Extract to read:

____________________

Experts said the city should be thinking of mixed-income housing patterns that allow everyone to get shelter, and not push more people into homelessness in the city of 22 million people, where a housing crisis is brewing.

“We have to consider what can give way to what. The power line or the people? The power line itself can be moved, but they found it right that the people are the ones who should move for the power line,” Akinpelu said.

On January 29, Makoko community members demonstrated at the government secretariat and demanded an audience with the city’s governor, but they were forcefully dispersed by the police who fired tear gas. A large banner read: “A megacity cannot be built on the bones and blood of the poor.”

This week, a compromise was reached by the Lagos State House of Assembly and the community that residents would not rebuild on the demolished structures, compensation would be determined by a committee, and a water-city regeneration project would be implemented in Makoko.

____________________

Data shown:
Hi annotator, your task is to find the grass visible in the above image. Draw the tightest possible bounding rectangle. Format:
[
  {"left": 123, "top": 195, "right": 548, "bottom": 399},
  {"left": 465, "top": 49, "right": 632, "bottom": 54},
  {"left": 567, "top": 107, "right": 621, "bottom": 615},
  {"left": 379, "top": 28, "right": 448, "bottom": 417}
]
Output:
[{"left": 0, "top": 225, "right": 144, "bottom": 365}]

____________________

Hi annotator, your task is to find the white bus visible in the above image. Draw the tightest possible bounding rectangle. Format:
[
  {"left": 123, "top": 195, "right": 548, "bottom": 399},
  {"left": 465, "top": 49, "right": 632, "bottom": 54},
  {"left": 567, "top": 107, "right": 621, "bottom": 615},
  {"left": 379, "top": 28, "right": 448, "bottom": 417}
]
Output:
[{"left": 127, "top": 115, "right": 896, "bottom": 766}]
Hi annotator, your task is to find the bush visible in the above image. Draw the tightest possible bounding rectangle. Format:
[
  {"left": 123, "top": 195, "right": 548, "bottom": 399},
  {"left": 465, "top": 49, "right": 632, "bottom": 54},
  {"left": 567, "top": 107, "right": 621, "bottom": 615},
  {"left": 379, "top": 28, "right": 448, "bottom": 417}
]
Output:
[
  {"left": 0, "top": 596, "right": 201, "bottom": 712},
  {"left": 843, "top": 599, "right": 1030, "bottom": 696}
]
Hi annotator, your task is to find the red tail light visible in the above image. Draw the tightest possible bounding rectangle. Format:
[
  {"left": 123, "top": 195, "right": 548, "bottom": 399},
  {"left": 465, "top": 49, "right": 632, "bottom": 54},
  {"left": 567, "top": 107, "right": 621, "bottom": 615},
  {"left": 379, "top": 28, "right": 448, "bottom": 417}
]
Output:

____________________

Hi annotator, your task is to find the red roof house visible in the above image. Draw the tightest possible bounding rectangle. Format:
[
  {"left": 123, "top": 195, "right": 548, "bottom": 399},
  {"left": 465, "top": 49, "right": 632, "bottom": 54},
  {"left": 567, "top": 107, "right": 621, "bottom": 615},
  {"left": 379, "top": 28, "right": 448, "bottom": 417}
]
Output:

____________________

Exercise instructions: Decide whether each statement agrees with the Lagos housing text, answering yes or no and quoting the words of the text that settle it. 1. Police fired tear gas to break up the Makoko demonstration. 2. The compromise lets residents rebuild on the demolished structures. 3. The governor will set the amount of compensation. Rely only on the Lagos housing text for this work, not on the data.

The response:
1. Yes: "they were forcefully dispersed by the police who fired tear gas"
2. No: "residents would not rebuild on the demolished structures"
3. No: "compensation would be determined by a committee"